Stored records

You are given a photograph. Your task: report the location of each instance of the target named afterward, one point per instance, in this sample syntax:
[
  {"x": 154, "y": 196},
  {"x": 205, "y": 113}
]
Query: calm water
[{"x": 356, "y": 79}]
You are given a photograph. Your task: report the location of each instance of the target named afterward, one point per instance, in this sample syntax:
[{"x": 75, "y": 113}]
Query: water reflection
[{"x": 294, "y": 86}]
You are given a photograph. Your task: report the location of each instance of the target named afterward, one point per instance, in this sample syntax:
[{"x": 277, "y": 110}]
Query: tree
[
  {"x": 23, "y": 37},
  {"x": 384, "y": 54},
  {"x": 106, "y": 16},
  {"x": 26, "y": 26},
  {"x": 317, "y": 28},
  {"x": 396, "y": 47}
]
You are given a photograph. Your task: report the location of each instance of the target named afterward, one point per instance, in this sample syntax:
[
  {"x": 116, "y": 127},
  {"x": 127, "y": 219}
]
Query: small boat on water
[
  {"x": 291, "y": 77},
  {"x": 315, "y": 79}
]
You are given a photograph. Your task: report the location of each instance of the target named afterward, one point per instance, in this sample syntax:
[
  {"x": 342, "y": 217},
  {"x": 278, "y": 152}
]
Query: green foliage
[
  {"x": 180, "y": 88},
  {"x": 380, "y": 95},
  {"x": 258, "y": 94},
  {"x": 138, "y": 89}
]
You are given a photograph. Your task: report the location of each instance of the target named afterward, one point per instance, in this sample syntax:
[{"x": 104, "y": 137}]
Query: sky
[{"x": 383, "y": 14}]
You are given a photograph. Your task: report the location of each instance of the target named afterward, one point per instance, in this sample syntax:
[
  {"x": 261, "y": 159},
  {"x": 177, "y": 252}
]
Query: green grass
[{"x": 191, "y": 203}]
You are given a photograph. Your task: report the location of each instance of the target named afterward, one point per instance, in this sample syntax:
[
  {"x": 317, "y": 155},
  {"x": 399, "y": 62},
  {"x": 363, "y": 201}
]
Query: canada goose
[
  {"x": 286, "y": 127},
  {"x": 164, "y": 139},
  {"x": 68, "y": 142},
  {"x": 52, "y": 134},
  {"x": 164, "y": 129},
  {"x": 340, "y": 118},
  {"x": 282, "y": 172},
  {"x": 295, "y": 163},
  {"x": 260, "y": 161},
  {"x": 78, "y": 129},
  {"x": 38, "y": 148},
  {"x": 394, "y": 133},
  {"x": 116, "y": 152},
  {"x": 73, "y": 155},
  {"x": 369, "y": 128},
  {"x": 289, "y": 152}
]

**TASK STATEMENT**
Copy out every record exactly; leave nothing out.

**PROBLEM SOLUTION**
You are given a photograph. Your task: report the location of each instance of the target named afterward, one point per instance, in this sample syntax:
[
  {"x": 154, "y": 196},
  {"x": 205, "y": 113}
]
Query: calm water
[{"x": 356, "y": 79}]
You are given a photograph. Your task: report the location of each instance of the target named afterward, one point per instance, in this sample syntax:
[{"x": 75, "y": 113}]
Query: water reflection
[{"x": 294, "y": 86}]
You are given a photograph. Your task: report the location of each instance of the target named afterward, one point per instance, in this sample syntax:
[{"x": 277, "y": 110}]
Query: tree
[
  {"x": 23, "y": 37},
  {"x": 384, "y": 54},
  {"x": 106, "y": 16},
  {"x": 26, "y": 26},
  {"x": 317, "y": 28},
  {"x": 396, "y": 47}
]
You are given a photograph. Your task: report the location of each instance of the target named afterward, one point per instance, in this sample syntax:
[
  {"x": 116, "y": 127},
  {"x": 127, "y": 219}
]
Query: small boat on water
[
  {"x": 291, "y": 77},
  {"x": 315, "y": 79}
]
You are given a photograph. Your task: report the location of each instance of the target named afterward, one point per instance, in this sample syntax:
[
  {"x": 342, "y": 217},
  {"x": 278, "y": 152}
]
Query: green foliage
[
  {"x": 180, "y": 88},
  {"x": 380, "y": 95},
  {"x": 258, "y": 94},
  {"x": 138, "y": 89}
]
You are given a photograph. Your task: report the location of each instance of the target named afterward, one point per instance, in this sample syntax:
[{"x": 104, "y": 137}]
Query: sky
[{"x": 383, "y": 14}]
You are given a photograph. Your task: report the location of each instance of the target named afterward, one point per instance, in this sample syntax:
[
  {"x": 261, "y": 159},
  {"x": 177, "y": 252}
]
Query: green grass
[{"x": 191, "y": 203}]
You are given a photograph. Your task: report the location of each instance of the target named afterward, one point per instance, in this sample syntax:
[
  {"x": 317, "y": 155},
  {"x": 399, "y": 62},
  {"x": 363, "y": 201}
]
Query: canada goose
[
  {"x": 286, "y": 127},
  {"x": 164, "y": 139},
  {"x": 68, "y": 142},
  {"x": 52, "y": 134},
  {"x": 164, "y": 129},
  {"x": 340, "y": 118},
  {"x": 282, "y": 172},
  {"x": 295, "y": 163},
  {"x": 260, "y": 161},
  {"x": 78, "y": 129},
  {"x": 38, "y": 148},
  {"x": 394, "y": 133},
  {"x": 116, "y": 152},
  {"x": 73, "y": 155},
  {"x": 369, "y": 128},
  {"x": 289, "y": 152}
]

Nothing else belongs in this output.